TASK INSTRUCTIONS:
What appears in the data must be reproduced exactly.

Start of GIVEN RECORDS

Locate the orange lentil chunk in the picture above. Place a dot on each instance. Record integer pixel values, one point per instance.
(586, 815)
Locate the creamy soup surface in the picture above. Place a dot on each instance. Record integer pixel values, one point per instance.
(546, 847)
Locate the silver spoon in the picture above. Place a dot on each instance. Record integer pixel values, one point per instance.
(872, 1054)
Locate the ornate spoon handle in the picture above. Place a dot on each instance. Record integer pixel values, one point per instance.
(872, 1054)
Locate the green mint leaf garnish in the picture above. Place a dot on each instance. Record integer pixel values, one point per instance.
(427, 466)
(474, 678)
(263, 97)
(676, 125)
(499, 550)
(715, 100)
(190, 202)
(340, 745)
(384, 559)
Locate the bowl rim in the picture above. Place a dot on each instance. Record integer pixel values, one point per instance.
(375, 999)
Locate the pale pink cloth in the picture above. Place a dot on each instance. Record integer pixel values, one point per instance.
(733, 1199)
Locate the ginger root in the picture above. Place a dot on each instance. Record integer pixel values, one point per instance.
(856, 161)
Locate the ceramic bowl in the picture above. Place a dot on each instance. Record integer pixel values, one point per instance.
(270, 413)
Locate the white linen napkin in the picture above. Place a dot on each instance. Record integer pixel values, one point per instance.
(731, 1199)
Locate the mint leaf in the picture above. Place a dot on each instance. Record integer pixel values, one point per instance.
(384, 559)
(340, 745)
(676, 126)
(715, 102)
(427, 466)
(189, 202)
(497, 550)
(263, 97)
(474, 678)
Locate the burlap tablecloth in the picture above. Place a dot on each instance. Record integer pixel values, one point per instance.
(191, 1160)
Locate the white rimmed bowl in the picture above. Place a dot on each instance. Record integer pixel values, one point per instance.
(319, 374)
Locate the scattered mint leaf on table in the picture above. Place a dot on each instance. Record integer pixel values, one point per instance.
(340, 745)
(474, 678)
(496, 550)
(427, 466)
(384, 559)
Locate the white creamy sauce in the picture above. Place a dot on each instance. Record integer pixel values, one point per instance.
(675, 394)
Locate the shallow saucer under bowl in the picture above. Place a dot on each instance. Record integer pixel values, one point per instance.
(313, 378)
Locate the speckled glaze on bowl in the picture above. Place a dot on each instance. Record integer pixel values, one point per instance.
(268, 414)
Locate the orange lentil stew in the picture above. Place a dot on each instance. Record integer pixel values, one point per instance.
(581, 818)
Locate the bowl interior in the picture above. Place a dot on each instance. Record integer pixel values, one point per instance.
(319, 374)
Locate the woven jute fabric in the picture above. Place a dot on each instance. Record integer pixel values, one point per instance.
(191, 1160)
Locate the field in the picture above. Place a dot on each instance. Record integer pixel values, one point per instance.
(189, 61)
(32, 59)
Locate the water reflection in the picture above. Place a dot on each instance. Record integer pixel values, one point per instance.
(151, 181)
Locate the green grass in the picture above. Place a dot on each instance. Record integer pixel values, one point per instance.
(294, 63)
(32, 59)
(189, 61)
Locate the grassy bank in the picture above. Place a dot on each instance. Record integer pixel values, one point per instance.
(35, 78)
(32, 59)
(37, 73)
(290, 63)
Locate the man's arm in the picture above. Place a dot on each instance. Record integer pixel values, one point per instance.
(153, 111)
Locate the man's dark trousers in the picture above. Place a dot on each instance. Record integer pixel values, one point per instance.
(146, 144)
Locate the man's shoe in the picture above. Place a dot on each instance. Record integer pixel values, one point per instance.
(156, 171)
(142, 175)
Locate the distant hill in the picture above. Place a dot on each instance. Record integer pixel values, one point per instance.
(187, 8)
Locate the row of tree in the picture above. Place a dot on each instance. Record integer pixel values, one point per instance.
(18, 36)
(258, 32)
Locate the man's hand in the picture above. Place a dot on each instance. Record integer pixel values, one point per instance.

End of GIVEN RECORDS

SOLUTION TO THE EXERCISE:
Locate the orange lentil chunk in the picture above. Place a dot on each instance. Record integer pixel values, one point per instance.
(586, 815)
Locate the creamy soup surface in the picture above. Place a dot on each instance. Record integer pixel values, one point per instance.
(546, 847)
Locate the silver spoon in the picture above. Place a dot on each instance. Record integer pixel values, one point per instance.
(872, 1054)
Locate the ornate spoon handle in the picture above. Place a dot on each instance. Record integer pixel values, one point per instance.
(872, 1054)
Locate the green mint leaf garnish in the picture above. Place a dot on each instance. Record integer pixel values, one point per instance.
(427, 466)
(474, 678)
(263, 97)
(676, 125)
(499, 550)
(715, 100)
(190, 202)
(340, 745)
(384, 559)
Locate the bowl rim in the picture above. Place a dot on each instance. Record integer pixel values, one point per instance.
(375, 999)
Locate the pale pink cloth in the picture above. Place a dot on each instance. Record integer pixel values, one point per instance.
(733, 1199)
Locate the ginger root in the picture above. Place a dot on each instance. Record integer pixel values, one point per instance.
(856, 161)
Locate the ceramic bowl in the picture above. Place a dot on each instance. Record integer pixel values, one point per instance.
(270, 413)
Locate the white linen napkin in the picture above. Place a dot on each instance. Record integer pixel values, one point per instance.
(731, 1199)
Locate the mint leaf in the picture above. Place a dot on each instance. Record integer pixel values, one point per instance.
(384, 559)
(340, 745)
(676, 126)
(715, 102)
(427, 466)
(189, 202)
(497, 550)
(263, 97)
(474, 678)
Locate the burlap tablecloth in the picture above. Place a dot on each instance. Record integer pixel values, one point per instance.
(191, 1160)
Locate the white rimmed bowl in the picture above. Place a dot on each instance. Record integer pixel values, one point per instance.
(319, 374)
Locate the scattered mint leaf on table in the picture above. Place a dot on each instance. Record integer pixel values, one point per instance.
(340, 745)
(474, 678)
(496, 550)
(427, 466)
(384, 559)
Locate the white creamy sauce in the picture above. Place a dot on each instance. Record integer pixel values, one point per instance.
(675, 394)
Locate the shallow saucer under bowl in the picture above. Place a dot on each instance. Record integer pixel values, one point per instance.
(313, 378)
Locate the speckled glaze on bowl in the picture above. Place a dot on each instance. Record integer pixel values, one point per instance.
(268, 414)
Locate the orange lentil stew in the picture above. Place a dot on each instance. Record integer pixel values, one point per instance.
(581, 818)
Locate the bowl interior in the picture above. Place a dot on each instance. Record integer pixel values, one point per instance.
(319, 374)
Locate the woven jute fabric in the picture above. Place a dot on each instance. Record integer pixel values, one point per instance.
(191, 1160)
Locate the field in the picture above. Place a dot on each instance. Record integer pixel values, one point per instance.
(189, 61)
(32, 59)
Locate the water reflection in the picture above. Place a dot on each instance. Record integer pixel values, one point per instance.
(151, 181)
Locate the green grass in the picture above. Place a dot on each instance. Record integer pixel values, one point per instance.
(294, 63)
(32, 59)
(189, 61)
Locate the grassy bank in the picture above. Place a dot on each instance. Record integer pixel values, one point per instance.
(35, 78)
(32, 59)
(37, 73)
(290, 63)
Locate the man's arm in the picture above. Place a dot on each instance. Record integer pixel values, one point per instance.
(153, 111)
Locate the man's dark trousers in the picture above. Place a dot on each instance. Record integer pixel values, one point per instance.
(146, 144)
Locate the man's shoe in the picture above. Place a dot on each instance. Record integer pixel values, one point per instance.
(156, 171)
(142, 175)
Locate the distant hill in the picture above. Place a dot on each instance. Record integer pixel values, one point per instance.
(187, 8)
Locate the row of tree in the picture above. Place a dot on each instance. Record integer pixel values, one point per instance.
(18, 36)
(258, 32)
Locate the man's hand in the picture above. Place a dot on each instance. Record integer pixel values, one point per instance.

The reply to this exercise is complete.